Instructions to follow: Would you print all of the entries word for word?

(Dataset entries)

━━━━

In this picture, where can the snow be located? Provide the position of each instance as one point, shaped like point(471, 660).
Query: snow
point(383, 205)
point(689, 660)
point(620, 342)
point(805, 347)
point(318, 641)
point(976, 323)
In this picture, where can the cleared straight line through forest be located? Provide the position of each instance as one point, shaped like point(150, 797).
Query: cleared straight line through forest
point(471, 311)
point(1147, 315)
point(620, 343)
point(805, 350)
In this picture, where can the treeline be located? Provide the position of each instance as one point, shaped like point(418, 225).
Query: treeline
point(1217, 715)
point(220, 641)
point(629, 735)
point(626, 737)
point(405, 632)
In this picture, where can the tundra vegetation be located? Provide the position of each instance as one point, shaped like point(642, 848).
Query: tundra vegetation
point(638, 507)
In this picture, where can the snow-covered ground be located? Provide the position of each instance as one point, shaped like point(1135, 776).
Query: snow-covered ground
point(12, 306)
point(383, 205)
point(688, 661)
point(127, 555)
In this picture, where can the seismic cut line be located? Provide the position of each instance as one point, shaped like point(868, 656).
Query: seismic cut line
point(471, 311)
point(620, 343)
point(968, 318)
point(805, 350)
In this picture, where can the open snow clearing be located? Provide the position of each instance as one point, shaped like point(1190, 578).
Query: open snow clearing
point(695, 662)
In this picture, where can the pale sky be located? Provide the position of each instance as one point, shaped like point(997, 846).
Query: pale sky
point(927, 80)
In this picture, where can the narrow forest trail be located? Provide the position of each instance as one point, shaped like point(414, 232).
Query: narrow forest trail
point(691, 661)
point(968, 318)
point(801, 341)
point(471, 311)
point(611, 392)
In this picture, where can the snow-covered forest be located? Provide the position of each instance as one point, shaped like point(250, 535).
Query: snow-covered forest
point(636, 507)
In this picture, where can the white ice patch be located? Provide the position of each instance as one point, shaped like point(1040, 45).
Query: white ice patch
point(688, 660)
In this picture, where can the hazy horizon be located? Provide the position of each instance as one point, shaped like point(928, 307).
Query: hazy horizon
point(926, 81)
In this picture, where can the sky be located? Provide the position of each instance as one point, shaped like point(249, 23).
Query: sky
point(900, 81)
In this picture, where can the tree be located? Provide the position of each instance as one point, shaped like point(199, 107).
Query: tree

━━━━

Expected answer:
In this picture, where can the snow be located? Provide the position of each instance as one point, shaped like point(471, 660).
Query: snow
point(383, 205)
point(689, 660)
point(620, 342)
point(805, 347)
point(318, 641)
point(976, 323)
In this picture, where can the cleared straight line through forest be located? Provide the position of each instance as one point, shaped like point(150, 797).
Query: cleared straight line through forest
point(471, 311)
point(1147, 315)
point(620, 343)
point(805, 350)
In this picture, where can the treeline be located? Provide the position of each instance as one point, shaped like point(418, 225).
Query: treeline
point(1217, 715)
point(220, 641)
point(629, 735)
point(626, 737)
point(405, 632)
In this picture, where can the tundra vegetation be located? Provide the position of each instance as one point, shaped like point(642, 848).
Query: tundra vegetation
point(638, 507)
In this picture, where can the snow-covered ground be located? Provide the position of each instance as one point, shaped like point(1135, 776).
Query: snow-covered ground
point(12, 306)
point(383, 205)
point(688, 661)
point(127, 555)
In this picture, where can the seismic cut line be located? Provide the position of each instance as one point, shaped like point(868, 656).
Query: seismic cut line
point(471, 311)
point(620, 343)
point(968, 318)
point(805, 350)
In this picture, where can the open snow clearing be located? Provide the position of each instance as one point, shaped like point(1190, 578).
Query: open snow clearing
point(695, 662)
In this picture, where can the pale sky be located? Provide the position of each instance as one point, shaped like point(997, 846).
Query: pale sky
point(927, 80)
In this picture, where can the narrow forest trail be located? Provide the position of each instance as one point, shaped like point(414, 232).
Query: narrow forest trail
point(691, 661)
point(968, 318)
point(801, 341)
point(471, 311)
point(611, 392)
In this picture, where can the snow-covered forest be located? Provide the position of each instance as one point, shaped like point(250, 535).
Query: snow-covered forest
point(636, 507)
In this picture, where can the white ice patch be located? Provide the position of each instance as one point, shaped like point(1040, 45).
Query: white ice patch
point(688, 660)
In this picture, where can the hazy horizon be located? Provide the position of each instance as one point, shaped like point(928, 307).
Query: hazy horizon
point(926, 81)
In this picture, where can the sky be located? Provide the position of each instance as one point, shaped like point(249, 23).
Query: sky
point(900, 81)
In this picture, where can the tree be located? Provide the position of each instance as one point, shaped like point(199, 107).
Query: tree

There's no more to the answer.